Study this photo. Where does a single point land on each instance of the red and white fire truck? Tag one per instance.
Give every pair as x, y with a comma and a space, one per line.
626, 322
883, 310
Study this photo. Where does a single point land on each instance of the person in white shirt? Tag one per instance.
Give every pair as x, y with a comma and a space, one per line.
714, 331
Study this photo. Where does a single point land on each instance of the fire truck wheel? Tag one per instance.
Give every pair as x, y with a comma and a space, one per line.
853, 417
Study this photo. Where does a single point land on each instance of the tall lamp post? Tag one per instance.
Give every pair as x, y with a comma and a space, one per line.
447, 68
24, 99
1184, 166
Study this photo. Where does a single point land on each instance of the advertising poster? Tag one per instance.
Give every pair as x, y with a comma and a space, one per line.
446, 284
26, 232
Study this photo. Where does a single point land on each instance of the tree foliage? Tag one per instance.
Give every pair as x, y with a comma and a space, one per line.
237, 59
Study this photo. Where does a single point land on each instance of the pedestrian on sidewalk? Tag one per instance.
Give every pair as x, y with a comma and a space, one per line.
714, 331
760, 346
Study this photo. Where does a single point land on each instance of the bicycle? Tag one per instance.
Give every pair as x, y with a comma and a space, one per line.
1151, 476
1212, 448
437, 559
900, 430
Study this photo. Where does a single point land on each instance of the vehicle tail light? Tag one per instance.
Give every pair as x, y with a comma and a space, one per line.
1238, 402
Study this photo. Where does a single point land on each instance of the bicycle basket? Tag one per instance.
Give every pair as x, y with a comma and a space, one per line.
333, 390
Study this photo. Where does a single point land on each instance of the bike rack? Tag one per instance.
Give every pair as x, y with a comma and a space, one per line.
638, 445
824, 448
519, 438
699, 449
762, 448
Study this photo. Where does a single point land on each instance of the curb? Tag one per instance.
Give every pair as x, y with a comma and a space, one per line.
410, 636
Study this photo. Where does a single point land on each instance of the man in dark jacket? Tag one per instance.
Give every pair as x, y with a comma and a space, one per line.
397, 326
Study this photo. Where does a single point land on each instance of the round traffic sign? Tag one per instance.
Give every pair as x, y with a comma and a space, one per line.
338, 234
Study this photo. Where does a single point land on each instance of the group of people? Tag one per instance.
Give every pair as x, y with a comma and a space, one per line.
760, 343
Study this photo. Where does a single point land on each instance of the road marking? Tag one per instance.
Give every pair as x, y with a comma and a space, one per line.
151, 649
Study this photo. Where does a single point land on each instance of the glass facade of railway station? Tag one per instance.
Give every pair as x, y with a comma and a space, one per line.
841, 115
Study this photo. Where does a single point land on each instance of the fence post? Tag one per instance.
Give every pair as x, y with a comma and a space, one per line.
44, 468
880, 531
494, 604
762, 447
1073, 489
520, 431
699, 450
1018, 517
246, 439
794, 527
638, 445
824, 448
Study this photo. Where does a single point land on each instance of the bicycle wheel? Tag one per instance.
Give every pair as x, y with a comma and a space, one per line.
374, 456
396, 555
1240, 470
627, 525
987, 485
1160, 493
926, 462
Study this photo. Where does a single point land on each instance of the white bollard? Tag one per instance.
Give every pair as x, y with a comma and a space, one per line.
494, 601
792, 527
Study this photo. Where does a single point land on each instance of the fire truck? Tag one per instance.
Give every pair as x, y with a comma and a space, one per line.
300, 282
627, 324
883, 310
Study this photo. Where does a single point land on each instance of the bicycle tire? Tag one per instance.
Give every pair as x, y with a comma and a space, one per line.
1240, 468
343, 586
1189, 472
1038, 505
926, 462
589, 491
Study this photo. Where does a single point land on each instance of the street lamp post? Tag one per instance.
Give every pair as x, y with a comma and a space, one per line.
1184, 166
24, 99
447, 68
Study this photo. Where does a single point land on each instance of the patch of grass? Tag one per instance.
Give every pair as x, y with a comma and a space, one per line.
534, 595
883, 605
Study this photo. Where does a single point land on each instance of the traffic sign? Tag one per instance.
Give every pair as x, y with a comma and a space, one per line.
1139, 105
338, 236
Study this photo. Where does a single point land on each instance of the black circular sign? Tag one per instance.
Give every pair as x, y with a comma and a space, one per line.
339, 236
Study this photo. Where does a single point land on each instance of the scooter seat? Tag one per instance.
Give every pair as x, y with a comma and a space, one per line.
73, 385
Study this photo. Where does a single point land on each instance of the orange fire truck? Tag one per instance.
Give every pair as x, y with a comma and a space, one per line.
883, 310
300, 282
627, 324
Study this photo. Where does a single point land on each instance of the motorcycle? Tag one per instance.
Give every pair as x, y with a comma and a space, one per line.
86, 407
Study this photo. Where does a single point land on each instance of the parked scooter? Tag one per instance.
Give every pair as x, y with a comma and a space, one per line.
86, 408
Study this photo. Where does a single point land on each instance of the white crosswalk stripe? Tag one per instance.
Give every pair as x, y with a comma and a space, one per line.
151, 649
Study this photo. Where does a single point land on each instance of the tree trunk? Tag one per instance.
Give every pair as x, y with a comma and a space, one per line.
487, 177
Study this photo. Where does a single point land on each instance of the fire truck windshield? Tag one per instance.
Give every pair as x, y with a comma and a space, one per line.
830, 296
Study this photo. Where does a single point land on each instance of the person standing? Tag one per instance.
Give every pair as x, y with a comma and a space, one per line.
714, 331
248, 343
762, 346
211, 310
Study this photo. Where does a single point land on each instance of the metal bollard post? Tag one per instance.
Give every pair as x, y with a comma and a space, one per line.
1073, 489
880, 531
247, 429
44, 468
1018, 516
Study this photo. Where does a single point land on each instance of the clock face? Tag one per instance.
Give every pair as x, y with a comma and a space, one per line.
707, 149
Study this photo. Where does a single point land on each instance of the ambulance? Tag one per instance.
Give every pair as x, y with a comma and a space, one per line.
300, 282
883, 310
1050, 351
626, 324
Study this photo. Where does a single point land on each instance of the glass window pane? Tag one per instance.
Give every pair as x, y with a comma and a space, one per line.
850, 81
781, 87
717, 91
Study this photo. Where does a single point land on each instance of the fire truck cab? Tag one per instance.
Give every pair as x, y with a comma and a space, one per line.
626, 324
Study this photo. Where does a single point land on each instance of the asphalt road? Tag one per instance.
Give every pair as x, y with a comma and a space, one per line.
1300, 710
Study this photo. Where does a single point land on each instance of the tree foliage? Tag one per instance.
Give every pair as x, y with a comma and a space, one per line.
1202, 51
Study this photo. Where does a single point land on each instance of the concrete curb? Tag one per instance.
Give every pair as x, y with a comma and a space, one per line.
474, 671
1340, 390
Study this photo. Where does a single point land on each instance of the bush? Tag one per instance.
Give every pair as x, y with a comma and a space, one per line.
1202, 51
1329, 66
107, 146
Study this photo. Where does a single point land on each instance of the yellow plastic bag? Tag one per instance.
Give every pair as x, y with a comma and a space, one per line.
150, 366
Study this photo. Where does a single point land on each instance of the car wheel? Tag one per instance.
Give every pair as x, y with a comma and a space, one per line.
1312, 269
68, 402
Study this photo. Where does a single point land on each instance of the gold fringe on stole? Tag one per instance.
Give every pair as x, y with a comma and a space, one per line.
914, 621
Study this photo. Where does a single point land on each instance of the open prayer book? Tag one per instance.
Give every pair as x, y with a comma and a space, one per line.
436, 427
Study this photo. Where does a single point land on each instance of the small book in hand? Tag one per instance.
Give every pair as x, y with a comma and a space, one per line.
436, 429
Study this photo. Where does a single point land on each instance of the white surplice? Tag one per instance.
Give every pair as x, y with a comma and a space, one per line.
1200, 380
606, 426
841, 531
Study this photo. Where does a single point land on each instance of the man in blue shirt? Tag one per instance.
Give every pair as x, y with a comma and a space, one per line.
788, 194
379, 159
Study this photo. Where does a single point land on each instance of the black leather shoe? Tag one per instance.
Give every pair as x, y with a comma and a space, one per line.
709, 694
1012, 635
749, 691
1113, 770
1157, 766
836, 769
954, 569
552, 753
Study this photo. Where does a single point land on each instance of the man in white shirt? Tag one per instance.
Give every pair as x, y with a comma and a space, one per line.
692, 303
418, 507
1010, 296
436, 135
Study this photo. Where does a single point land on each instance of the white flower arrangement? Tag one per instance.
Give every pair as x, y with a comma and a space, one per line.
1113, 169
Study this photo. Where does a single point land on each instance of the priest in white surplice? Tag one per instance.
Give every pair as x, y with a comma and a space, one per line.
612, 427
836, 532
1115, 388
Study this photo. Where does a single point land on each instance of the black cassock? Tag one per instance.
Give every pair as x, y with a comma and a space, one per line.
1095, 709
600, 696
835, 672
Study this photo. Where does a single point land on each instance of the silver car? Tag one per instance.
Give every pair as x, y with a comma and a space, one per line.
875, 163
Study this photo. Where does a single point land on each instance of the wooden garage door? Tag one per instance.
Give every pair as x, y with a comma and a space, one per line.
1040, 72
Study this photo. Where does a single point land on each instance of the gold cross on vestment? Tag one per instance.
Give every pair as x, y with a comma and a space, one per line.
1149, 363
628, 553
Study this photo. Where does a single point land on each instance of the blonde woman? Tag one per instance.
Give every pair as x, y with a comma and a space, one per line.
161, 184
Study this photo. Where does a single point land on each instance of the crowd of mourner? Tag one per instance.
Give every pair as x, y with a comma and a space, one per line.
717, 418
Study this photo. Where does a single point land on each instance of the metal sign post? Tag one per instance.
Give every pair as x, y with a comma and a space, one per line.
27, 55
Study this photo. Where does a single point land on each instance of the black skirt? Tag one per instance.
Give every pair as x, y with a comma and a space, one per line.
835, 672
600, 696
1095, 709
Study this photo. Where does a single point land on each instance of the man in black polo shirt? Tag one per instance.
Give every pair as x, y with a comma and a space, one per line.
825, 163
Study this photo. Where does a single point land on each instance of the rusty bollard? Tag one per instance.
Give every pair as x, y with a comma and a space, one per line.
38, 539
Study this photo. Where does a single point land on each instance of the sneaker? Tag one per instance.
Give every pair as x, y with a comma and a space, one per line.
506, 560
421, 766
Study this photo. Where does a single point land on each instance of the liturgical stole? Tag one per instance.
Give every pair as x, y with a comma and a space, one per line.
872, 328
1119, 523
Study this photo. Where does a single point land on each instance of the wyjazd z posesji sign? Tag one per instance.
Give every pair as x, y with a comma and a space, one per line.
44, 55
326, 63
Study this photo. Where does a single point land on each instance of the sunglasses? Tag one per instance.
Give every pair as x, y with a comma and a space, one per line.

-- -- --

## TASK INSTRUCTIONS
Using the records above, set down exactly the lines from the one with "sneaker? Tag one per instance." through the one with "liturgical stole? Tag one per instance.", inclusive, and nothing more.

## RESULT FOR THIS TASK
Study this photo. Where does a single point land on each instance of the sneaker? Tag one per instance.
Give every pair as x, y with a comma and a space, one per line.
506, 560
421, 766
Study this photo. Where does a single point land on each instance of the liturgical stole? Tag one per instance.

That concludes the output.